[START Source text]
Are we there yet?
There you are: four little words almost guaranteed to raise a father’s blood pressure, especially if they were whined more than once. Family vacations and long road trips were hard for a kid if you had no patience; being forced to learn was no fun. So read the new book, “This Land is Your Land” by Beverly Gage, and see what you missed.
Henry Ford “hated big cities.”
Still, he knew he’d benefit from seeing the innovations showcased at the World’s Fair of 1893, so he swallowed his reluctance and traveled to Chicago. There, he spotted a gasoline-powered two-cylinder engine, and he figured he could really do something with it. Fifteen years later, he started selling the Model T because “he believed that… Americans could get out and see their country’s wonders with just a little bit of gas and gumption.”
That’s the spirit historian Beverly Gage had when she decided to visit our country’s historical sites. She started in Philadelphia, her hometown and the place where the Constitution was written and where George Washington brought his slaves before rotating them back to Mount Vernon, thus skirting a national law.
In Virginia, Gage learned that you cannot tour Jefferson’s Monticello “without learning some basic facts about the Hemings family.” Sally Hemings “may now be one of the most famous women in American history,” but there are no known portraits of her.
[END Source text]
Short problem 1: Please locate each line of the listing that holds the string "player" and copy those lines.
The listing that follows is unrelated to the book review.
[START Data lines]
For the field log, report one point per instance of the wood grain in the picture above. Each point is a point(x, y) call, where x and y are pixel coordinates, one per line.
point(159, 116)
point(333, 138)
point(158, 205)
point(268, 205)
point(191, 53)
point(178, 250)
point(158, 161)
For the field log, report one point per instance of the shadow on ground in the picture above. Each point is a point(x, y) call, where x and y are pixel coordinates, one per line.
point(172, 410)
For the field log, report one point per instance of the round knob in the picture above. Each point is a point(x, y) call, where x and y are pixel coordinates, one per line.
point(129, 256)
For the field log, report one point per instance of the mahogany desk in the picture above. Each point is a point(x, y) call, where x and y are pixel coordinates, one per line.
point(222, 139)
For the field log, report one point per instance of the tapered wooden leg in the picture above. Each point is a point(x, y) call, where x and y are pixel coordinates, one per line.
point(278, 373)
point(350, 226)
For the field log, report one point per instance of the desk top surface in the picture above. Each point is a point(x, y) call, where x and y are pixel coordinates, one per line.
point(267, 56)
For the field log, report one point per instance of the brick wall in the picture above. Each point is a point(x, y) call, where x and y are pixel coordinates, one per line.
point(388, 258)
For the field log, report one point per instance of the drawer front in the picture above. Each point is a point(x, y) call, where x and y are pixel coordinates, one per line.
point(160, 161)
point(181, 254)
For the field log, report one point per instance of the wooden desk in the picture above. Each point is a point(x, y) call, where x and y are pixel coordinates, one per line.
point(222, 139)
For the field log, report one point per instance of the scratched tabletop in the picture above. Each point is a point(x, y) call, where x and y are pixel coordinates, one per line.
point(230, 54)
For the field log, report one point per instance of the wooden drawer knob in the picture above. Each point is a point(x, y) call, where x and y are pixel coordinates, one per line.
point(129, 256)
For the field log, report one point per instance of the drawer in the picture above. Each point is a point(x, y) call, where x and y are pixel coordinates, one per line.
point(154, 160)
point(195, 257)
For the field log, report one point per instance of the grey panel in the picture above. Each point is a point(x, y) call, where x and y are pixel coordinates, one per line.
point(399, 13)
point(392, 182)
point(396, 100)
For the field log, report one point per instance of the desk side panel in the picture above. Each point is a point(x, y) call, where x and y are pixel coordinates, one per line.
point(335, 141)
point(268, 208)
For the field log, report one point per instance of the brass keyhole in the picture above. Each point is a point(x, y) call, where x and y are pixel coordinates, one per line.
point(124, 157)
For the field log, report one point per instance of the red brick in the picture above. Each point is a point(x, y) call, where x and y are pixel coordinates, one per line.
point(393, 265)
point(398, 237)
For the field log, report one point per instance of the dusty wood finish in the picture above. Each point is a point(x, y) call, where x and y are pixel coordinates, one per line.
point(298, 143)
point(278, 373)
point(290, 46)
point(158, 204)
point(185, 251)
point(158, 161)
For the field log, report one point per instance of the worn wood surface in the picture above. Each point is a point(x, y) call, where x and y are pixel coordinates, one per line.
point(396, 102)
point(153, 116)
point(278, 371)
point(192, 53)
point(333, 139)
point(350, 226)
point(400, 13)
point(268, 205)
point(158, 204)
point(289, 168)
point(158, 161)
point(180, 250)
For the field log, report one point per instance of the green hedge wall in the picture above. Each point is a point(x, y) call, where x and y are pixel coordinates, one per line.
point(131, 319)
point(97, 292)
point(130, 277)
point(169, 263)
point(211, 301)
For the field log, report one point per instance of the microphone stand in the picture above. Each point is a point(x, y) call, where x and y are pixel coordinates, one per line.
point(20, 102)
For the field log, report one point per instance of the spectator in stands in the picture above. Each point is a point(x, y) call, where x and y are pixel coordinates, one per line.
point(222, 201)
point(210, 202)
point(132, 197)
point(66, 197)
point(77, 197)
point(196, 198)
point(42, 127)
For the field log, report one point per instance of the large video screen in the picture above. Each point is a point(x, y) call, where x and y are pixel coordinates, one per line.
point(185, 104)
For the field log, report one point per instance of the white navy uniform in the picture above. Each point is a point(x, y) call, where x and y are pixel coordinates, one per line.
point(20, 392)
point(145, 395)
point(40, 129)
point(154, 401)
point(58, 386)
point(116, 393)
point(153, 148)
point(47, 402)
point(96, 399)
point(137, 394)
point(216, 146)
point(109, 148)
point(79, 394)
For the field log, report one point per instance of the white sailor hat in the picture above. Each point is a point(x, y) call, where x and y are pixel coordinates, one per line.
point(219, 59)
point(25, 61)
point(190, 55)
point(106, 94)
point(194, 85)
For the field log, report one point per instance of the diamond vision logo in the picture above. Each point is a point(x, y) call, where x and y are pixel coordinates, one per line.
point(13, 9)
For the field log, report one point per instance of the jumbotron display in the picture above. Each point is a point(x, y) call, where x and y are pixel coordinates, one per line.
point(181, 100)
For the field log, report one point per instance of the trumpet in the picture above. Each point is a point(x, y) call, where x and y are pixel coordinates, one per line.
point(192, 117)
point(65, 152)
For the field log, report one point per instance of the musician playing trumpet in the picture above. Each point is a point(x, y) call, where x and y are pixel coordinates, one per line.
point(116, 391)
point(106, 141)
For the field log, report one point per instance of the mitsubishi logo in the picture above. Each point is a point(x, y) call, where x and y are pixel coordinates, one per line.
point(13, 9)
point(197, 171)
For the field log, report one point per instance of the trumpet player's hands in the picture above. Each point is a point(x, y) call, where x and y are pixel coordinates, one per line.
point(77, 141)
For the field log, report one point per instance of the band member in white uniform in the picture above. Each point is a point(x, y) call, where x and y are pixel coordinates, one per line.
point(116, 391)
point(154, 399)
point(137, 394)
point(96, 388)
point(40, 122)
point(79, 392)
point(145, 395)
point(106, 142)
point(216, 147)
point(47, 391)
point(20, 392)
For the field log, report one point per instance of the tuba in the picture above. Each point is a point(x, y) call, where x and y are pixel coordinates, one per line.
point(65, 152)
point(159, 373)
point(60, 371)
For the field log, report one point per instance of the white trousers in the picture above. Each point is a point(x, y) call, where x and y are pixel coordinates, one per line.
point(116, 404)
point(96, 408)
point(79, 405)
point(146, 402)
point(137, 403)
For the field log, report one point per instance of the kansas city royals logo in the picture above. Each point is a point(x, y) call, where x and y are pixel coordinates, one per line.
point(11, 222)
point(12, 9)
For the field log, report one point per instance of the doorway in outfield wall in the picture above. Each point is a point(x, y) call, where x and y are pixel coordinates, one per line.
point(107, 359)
[END Data lines]
Short problem 2: Name every person mentioned by name in the book review, in the order they appear.

Exercise response 1:
For the field log, report one point per instance of the trumpet player's hands in the picture above. Each point is a point(x, y) call, where x and y are pixel coordinates, one per line.

Exercise response 2: Beverly Gage, Henry Ford, George Washington, Jefferson, Sally Hemings